[Pointing dataset excerpts]
------------------------------------------------

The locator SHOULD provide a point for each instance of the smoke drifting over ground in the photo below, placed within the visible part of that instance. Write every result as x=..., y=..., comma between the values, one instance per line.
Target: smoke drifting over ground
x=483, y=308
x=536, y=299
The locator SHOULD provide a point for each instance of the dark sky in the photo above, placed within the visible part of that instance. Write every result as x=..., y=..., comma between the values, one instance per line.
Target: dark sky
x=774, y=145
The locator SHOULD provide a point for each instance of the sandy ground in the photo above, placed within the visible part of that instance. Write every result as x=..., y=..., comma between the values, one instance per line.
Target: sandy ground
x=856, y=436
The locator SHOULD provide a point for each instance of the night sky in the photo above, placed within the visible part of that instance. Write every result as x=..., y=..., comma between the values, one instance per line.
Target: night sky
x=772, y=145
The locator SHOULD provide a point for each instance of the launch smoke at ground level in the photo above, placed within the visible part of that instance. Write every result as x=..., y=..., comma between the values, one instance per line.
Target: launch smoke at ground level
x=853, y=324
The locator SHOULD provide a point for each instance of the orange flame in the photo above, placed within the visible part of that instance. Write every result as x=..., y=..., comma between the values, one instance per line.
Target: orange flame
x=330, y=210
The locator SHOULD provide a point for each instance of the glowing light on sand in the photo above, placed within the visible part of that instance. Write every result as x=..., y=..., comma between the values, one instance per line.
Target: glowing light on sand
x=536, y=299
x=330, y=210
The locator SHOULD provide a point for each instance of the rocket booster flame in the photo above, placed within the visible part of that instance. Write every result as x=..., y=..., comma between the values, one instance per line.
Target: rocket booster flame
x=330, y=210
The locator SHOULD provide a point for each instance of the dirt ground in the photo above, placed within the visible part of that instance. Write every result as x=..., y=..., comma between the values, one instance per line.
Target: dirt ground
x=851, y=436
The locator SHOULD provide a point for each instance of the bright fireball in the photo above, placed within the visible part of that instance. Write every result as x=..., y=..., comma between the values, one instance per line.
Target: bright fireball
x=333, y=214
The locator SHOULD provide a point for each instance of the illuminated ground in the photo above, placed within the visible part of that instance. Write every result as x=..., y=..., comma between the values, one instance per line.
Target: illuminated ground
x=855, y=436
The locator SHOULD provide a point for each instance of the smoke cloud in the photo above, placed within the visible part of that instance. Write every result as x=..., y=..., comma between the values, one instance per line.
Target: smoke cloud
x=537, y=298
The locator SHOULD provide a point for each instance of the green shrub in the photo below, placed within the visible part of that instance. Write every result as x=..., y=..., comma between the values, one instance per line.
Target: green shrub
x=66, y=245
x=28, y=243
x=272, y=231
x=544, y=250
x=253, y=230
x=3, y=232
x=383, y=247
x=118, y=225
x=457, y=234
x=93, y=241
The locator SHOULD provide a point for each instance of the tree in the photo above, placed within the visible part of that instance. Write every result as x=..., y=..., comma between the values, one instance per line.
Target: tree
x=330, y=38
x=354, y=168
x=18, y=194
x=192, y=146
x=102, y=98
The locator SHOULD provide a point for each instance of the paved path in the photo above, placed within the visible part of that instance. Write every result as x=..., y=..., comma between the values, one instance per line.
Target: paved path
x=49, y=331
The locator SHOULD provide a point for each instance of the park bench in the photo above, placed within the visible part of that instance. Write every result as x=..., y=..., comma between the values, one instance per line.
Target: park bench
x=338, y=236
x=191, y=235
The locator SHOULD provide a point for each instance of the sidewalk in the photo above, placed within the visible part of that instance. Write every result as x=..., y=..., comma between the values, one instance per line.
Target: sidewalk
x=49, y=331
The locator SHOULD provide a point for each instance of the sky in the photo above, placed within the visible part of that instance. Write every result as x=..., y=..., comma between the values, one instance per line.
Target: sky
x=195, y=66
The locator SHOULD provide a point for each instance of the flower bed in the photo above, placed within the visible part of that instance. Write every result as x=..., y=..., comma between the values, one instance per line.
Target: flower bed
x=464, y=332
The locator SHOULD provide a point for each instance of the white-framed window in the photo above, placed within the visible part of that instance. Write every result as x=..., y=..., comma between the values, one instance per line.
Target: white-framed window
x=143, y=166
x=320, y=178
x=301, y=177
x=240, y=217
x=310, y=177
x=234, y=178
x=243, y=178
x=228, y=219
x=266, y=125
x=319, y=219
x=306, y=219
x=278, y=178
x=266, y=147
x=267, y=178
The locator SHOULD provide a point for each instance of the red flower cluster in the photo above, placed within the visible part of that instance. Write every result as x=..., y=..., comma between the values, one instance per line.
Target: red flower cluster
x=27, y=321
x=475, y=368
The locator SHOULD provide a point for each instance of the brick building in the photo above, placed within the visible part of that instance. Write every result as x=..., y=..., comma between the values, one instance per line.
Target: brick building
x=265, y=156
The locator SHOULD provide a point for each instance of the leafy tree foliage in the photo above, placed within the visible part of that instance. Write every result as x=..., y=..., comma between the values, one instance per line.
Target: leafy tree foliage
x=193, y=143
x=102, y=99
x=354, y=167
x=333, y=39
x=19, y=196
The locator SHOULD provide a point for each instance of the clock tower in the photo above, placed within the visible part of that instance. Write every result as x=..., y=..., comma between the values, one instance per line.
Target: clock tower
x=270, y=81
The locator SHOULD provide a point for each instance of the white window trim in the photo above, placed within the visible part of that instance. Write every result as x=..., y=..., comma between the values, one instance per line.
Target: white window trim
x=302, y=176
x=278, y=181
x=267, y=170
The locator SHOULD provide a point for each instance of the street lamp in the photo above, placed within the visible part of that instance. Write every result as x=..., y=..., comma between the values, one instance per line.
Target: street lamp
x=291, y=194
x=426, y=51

------------------------------------------------

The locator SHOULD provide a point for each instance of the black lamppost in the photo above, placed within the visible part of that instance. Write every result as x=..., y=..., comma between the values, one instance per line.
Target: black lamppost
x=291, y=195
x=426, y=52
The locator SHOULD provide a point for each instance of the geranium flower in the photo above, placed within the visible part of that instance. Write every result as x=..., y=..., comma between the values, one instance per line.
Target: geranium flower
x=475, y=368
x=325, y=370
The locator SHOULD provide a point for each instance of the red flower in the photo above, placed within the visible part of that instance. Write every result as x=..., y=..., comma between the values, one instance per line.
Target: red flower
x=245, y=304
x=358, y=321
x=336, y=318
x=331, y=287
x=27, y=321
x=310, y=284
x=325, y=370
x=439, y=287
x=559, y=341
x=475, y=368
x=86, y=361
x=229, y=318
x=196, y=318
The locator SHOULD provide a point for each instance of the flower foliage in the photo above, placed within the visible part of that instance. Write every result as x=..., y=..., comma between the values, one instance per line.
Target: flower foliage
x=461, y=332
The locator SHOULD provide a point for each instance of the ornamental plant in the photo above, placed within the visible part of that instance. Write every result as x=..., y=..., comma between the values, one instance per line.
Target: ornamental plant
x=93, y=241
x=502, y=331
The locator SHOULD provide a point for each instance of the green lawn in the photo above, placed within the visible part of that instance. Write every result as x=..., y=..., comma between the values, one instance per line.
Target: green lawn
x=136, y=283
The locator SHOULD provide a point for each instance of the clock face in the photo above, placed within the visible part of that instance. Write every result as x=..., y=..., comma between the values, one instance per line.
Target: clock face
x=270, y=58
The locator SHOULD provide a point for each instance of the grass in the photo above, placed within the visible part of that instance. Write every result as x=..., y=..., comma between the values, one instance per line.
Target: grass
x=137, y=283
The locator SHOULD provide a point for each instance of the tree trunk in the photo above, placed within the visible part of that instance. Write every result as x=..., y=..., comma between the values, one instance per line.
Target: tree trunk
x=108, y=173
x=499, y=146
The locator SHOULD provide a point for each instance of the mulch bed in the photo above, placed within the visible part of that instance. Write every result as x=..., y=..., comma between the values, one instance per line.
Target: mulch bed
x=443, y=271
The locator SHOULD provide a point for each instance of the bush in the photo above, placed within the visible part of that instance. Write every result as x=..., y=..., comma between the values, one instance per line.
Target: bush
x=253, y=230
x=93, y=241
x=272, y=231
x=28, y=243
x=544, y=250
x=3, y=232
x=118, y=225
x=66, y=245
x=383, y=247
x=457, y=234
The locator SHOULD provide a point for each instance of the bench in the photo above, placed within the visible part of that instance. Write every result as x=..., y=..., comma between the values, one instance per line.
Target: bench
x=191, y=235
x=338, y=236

------------------------------------------------

■ STATED TASK:
Give only the lines from the line with "the flower bed" up to and including the line with "x=19, y=196", replacing "locator" with "annotator" and leaving everything else unchanged.

■ REPLY TO THE EXERCISE:
The annotator SHOULD provide a point for each instance of the flower bed in the photo above, placed within the visible part of that instance. Write every result as x=..., y=..., comma between the values, one instance per line.
Target: flower bed
x=464, y=332
The annotator SHOULD provide a point for each instance of the white-framed window in the photo above, placed within the visible part of that instance. Write every result as x=..., y=..., comma between the values, one instance per line.
Target: white-framed window
x=143, y=166
x=320, y=178
x=301, y=177
x=240, y=217
x=310, y=177
x=234, y=178
x=243, y=178
x=228, y=219
x=266, y=125
x=319, y=219
x=306, y=219
x=278, y=178
x=266, y=147
x=267, y=178
The annotator SHOULD provide a point for each instance of the red flower cluster in the photo above, placed within the visible part of that instance. Write every result as x=..., y=..., comma between the values, one instance per line.
Target: red flower cluster
x=27, y=321
x=475, y=368
The annotator SHOULD provide a point for each instance of the brick building in the photo above, placed within the visible part of that instance. Write every result as x=..., y=..., comma between the values, one instance per line.
Target: brick building
x=265, y=156
The annotator SHOULD provide a point for each instance of the leafy tree foliage in the photo above, placed within the visible part of that instance. Write every result as x=..., y=..., comma between the values, one instance per line.
Target: leafy tree foliage
x=193, y=143
x=102, y=99
x=354, y=167
x=333, y=39
x=19, y=196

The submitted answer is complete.